_ТЕКСТ_.
Весь день он ходил по Никольску, смотрел вокруг и с волнением узнавал свою родину — все то же, и окать не перестали.

Только на исходе дня решился двинуться в Коныгино, родную деревеньку, посреди единственной улицы которой метровые ухабы и даже в самые засушливые лета стоит в яминах зелёная вода. Если идти по большаку, то будет это вёрст шесть-семь.

Он ступил за Никольск, и перед ним открылась, двинулась ему навстречу благодать — поле, лес, речка Куечиха. Все, что было спрятано под снегом, все, что замерло и уснуло на зиму, он знал: шиповник и пырей, клевер и ромашки вдоль просеки, заливные луга, в которых трава по грудь, ивняк вдоль реки, из которого так хорошо плести туески и корзины.

Смолин миновал два овражка — а тут летом душистые копенки сена стоят — и вышел к реке. Лежали в отдалении деревянные боны, их вынули из реки и оттащили, чтобы весной не унесло их вместе со льдом. Здесь на последнем повороте стояла странная пара — плакучая берёза рядом с елью. Отсюда и увидел Смолин свою притихшую под снегом родную деревню и ближнюю к нему собственную избу.

Борис сидел с женой на кухне, глянул в окно на зимний вечерний двор и не поверил глазам — во дворе стоял брат.

Первое, почему-то, что увидел Борис, — стоял его младший брат без варежек, с голыми красными руками. Висели на нем хлопчатобумажные серые больничные брюки, фуфайка накинута. Худенькая и маленькая шапка сбилась на лоб, а завязки оторваны. И валенки дырявые.

— Доездился в больницу,— упрекнула Бориса жена, — сам теперь и возись.

— Молчи, — сказал он, — тебе — никто, а мне — брат. — И вышел отворять дверь.

* * *

Как же вы не подумали, спрашивал я Екатерину Константиновну Кириченко, что у больного Смолина в дороге от волнения приступ мог случиться, что просто даже автобуса он 35 лет не видел, да что там автобус — под любые деревенские сани угодить мог медлительный нерасторопный инвалид.

Испугалась заведующая отделением. Но не за Смолина — о нем не спросила, где он и как он, — а за больницу, за себя.

— Мы иногда выделяем провожающих, а тут… телеграмму родственникам отправили, чтобы встретили. — Подумала и поправилась: — Кажется, отправили…

Вопрос был принципиальный, и за январь 1978 года проверены были все телеграммы, поступившие в Никольск и Коныгино (в Никольске мне очень помог председатель райисполкома). Никаких квитанций, никаких других следов кувшиновской телеграммы не нашли. Не было её, не было.

_ЗАПИСИ НАБОРА_.
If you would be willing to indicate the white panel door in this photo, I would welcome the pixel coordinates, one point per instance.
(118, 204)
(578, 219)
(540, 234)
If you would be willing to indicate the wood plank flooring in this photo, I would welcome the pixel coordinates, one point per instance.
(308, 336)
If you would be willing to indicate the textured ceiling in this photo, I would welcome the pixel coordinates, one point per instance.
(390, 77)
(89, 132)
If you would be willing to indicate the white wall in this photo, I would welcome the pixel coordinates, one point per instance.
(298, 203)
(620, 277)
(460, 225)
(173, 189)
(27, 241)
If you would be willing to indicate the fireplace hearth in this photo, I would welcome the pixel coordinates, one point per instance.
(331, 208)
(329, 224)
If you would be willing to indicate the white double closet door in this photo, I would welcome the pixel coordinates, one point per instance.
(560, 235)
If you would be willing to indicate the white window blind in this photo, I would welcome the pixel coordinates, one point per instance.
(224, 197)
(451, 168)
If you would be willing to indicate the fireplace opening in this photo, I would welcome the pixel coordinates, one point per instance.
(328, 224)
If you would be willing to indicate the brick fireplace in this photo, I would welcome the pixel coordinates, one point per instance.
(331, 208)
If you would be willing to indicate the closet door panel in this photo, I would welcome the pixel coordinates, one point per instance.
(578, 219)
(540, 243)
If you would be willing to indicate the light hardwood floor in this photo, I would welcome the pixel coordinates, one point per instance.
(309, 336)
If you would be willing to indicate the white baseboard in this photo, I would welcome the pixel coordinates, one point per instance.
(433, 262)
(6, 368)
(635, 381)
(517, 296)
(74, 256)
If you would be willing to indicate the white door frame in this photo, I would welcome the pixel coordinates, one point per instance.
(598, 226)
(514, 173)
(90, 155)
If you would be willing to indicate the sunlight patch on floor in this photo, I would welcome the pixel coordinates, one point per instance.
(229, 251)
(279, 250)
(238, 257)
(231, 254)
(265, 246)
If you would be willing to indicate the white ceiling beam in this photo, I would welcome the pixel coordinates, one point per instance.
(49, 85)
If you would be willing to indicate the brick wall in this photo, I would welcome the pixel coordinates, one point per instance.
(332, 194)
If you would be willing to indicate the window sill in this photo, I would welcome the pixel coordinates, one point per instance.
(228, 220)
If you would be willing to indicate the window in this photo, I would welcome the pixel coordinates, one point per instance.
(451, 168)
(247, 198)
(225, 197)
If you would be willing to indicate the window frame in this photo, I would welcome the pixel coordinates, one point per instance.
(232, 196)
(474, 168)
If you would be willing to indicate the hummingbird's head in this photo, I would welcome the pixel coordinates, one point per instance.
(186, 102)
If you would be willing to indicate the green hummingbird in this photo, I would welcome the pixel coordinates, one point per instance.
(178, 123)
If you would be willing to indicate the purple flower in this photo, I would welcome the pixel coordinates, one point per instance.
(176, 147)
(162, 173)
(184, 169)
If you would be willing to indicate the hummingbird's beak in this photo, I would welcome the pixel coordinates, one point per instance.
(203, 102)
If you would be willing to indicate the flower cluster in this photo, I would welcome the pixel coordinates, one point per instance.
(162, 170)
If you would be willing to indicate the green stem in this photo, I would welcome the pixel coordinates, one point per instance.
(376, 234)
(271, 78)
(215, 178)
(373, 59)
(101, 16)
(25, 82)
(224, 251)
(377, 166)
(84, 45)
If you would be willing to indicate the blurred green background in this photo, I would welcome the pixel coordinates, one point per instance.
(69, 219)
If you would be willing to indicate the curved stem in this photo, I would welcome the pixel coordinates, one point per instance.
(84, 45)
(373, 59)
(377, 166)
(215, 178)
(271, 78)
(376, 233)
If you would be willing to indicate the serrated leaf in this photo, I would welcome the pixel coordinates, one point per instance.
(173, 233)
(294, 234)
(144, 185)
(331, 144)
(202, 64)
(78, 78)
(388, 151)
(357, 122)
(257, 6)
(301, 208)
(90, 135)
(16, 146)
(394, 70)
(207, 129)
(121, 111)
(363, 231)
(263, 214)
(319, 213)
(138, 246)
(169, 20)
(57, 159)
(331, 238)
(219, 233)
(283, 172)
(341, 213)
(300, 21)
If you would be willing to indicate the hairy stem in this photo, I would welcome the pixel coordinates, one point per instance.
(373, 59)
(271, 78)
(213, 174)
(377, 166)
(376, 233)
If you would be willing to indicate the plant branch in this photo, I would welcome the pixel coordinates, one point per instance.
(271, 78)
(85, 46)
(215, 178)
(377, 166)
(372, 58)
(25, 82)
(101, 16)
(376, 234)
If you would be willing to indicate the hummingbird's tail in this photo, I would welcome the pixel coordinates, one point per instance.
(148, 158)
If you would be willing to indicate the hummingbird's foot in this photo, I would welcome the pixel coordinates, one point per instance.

_ЗАДАНИЯ_.
[A] Перечислите все предметы одежды и обуви, которые, согласно тексту, были на младшем брате Бориса, когда тот увидел его во дворе.
[B] Ответьте на вопросы по тексту:
(i) Сколько вёрст до Коныгина, если идти по большаку?
(ii) Как называется речка, которая открылась Смолину за Никольском?
(iii) За какой месяц и год проверяли телеграммы, поступившие в Никольск и Коныгино?
Листинг для выполнения не понадобится.

_ГОТОВЫЕ ОТВЕТЫ_.
[A] Хлопчатобумажные серые больничные брюки, фуфайка, худенькая маленькая шапка с оторванными завязками, дырявые валенки.

[B]
(i) Шесть-семь вёрст.
(ii) Куечиха.
(iii) За январь 1978 года.